WHAT THE EXERCISE ASKS ▸
Only the number is needed: how many lines of the records include "below"?

Start of DATA SUPPLIED

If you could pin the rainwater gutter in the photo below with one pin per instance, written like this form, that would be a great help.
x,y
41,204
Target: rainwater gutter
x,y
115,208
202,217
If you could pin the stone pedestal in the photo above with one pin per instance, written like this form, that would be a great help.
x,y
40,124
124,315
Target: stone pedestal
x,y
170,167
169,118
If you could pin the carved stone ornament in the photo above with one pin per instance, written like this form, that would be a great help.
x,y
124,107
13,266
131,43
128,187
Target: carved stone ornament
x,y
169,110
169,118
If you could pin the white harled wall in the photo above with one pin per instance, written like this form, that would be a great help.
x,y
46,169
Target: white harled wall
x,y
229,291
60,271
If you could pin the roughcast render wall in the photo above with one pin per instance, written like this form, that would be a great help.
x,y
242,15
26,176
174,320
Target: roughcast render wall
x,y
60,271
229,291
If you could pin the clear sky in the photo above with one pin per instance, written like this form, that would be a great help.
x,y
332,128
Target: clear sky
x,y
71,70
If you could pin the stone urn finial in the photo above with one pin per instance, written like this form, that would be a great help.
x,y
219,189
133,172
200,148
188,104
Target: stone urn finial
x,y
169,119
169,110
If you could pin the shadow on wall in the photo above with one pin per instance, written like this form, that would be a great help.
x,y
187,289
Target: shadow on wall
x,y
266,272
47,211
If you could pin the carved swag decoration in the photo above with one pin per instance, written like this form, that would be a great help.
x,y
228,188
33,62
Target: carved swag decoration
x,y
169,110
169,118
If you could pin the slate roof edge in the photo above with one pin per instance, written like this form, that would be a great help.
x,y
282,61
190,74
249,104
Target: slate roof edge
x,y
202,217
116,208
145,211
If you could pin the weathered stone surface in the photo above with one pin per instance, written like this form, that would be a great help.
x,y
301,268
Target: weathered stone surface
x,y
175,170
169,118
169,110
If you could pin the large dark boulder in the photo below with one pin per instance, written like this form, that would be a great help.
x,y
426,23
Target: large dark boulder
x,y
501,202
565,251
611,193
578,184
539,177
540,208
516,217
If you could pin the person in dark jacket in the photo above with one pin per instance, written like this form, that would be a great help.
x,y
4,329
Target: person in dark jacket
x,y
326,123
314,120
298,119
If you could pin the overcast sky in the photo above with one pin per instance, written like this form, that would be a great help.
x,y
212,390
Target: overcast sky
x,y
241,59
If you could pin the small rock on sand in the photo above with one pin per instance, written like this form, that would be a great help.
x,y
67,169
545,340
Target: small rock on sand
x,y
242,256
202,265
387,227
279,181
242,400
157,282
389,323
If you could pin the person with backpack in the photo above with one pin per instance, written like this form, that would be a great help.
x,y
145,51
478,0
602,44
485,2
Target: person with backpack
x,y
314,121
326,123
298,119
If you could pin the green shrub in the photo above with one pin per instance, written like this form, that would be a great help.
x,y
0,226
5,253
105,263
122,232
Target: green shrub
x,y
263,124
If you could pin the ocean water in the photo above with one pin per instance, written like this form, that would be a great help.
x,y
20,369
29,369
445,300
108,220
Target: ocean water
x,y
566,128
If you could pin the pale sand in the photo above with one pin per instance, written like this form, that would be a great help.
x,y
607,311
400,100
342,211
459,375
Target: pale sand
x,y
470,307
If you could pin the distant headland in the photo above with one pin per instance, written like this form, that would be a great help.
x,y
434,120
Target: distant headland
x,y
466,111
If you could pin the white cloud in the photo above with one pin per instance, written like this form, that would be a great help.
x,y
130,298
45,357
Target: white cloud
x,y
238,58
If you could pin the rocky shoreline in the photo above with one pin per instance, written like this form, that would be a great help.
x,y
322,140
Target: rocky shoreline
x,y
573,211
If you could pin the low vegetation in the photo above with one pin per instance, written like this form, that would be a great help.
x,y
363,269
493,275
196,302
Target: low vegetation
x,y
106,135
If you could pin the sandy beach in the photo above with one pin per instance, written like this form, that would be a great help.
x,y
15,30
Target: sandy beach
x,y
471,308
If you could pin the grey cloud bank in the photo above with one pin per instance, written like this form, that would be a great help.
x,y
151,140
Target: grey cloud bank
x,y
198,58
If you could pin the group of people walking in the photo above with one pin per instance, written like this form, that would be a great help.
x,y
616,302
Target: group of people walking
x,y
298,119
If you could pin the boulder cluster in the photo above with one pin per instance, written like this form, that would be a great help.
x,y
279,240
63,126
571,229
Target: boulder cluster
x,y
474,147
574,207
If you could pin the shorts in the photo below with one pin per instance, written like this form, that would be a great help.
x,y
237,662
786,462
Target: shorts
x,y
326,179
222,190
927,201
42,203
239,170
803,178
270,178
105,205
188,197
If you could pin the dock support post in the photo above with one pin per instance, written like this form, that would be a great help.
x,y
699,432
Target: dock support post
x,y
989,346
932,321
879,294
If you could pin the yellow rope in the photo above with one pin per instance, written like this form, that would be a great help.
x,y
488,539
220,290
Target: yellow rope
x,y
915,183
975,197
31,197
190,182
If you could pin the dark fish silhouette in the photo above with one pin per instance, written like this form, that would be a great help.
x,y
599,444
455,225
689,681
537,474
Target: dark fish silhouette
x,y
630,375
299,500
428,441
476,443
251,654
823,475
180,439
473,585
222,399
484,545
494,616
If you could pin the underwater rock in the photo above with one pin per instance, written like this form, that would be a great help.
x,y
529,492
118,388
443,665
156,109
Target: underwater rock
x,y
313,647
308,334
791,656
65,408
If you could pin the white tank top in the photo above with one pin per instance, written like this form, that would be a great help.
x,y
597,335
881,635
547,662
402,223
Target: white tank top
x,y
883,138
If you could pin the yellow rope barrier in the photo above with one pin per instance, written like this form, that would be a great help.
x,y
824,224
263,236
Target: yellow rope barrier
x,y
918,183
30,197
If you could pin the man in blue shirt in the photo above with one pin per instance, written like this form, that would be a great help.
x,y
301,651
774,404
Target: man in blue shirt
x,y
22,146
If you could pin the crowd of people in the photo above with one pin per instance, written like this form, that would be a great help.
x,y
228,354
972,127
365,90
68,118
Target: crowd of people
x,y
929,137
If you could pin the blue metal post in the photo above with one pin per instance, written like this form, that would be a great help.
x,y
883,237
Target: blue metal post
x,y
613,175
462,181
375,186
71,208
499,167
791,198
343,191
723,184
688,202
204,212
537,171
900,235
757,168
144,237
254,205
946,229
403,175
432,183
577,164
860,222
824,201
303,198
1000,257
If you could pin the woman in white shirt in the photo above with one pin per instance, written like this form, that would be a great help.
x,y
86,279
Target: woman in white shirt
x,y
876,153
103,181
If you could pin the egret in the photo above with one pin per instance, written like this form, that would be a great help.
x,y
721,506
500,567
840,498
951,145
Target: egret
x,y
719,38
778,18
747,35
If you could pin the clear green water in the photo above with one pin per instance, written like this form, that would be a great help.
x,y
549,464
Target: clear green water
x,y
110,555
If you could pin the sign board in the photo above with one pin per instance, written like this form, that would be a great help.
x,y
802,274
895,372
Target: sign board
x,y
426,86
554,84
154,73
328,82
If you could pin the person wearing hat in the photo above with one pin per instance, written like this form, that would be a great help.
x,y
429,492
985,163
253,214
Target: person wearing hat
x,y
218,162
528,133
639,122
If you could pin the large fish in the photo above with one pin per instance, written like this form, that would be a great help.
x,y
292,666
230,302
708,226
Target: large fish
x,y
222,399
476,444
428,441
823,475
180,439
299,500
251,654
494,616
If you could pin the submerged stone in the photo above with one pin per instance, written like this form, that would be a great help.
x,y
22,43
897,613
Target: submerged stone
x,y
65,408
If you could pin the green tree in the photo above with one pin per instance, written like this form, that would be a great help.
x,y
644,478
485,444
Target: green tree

End of DATA SUPPLIED

ANSWER AREA ▸
3